# EXTRAIT CITÉ:
“Lire et relire Jean Follain aujourd’hui”, 6, Georges Guillain


Poesibao publie un nouveau feuilleton, intitulé ‘Lire et relire Jean Follain’, proposé par Elodie Bouygues. Sixième contribution : Georges Guillain


Jean Follain, manuscrit de poème inédit, fonds Follain, IMEC

J’ai découvert la vie de village à la fin des années 1980. Un marronnier magnifique, beaucoup plus vieux que moi, imposait sur la place sa vigilante durée. Je me souviens aussi qu’il y avait un petit café-épicerie où, sur la route des carrières de marbre proches, les routiers s’arrêtaient le matin pour faire provision d’alcool. La gendarmerie était à deux pas. Mais l’époque était indulgente.
C’était la première fois que j’avais un jardin. Que les saisons comptaient pour moi. Et que je me sentais exister à travers ce qui m’entourait plus qu’à partir de ce qui depuis toujours, dans un brouillard d’images et d’idées, s’agitait en moi.
C’est à cette époque aussi que me sont revenues l’habitude, l’envie, d’écrire. De mettre des mots sur ma nouvelle existence.

# DONNÉES FOURNIES:
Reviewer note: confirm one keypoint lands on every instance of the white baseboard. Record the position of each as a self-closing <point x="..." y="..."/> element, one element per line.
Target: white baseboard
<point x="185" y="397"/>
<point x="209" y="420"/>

# TRAVAIL DEMANDÉ:
a - Recopiez le passage de l'extrait allant de « Poesibao publie un » jusqu'à « l’époque était indulgente. », en remplaçant « marronnier » par « tilleul ».
b - D'après l'extrait, répondez brièvement aux questions suivantes.
(i) Qui a proposé le feuilleton publié par Poesibao ?
(ii) À quelle époque la vie de village a-t-elle été découverte ?
(iii) Qui s'arrêtait le matin au petit café-épicerie, et dans quel but ?

# CORRIGÉS CI-DESSOUS:
a -
Poesibao publie un nouveau feuilleton, intitulé ‘Lire et relire Jean Follain’, proposé par Elodie Bouygues. Sixième contribution : Georges Guillain


Jean Follain, manuscrit de poème inédit, fonds Follain, IMEC

J’ai découvert la vie de village à la fin des années 1980. Un tilleul magnifique, beaucoup plus vieux que moi, imposait sur la place sa vigilante durée. Je me souviens aussi qu’il y avait un petit café-épicerie où, sur la route des carrières de marbre proches, les routiers s’arrêtaient le matin pour faire provision d’alcool. La gendarmerie était à deux pas. Mais l’époque était indulgente.

b -
(i) Elodie Bouygues.
(ii) À la fin des années 1980.
(iii) Les routiers, pour faire provision d'alcool.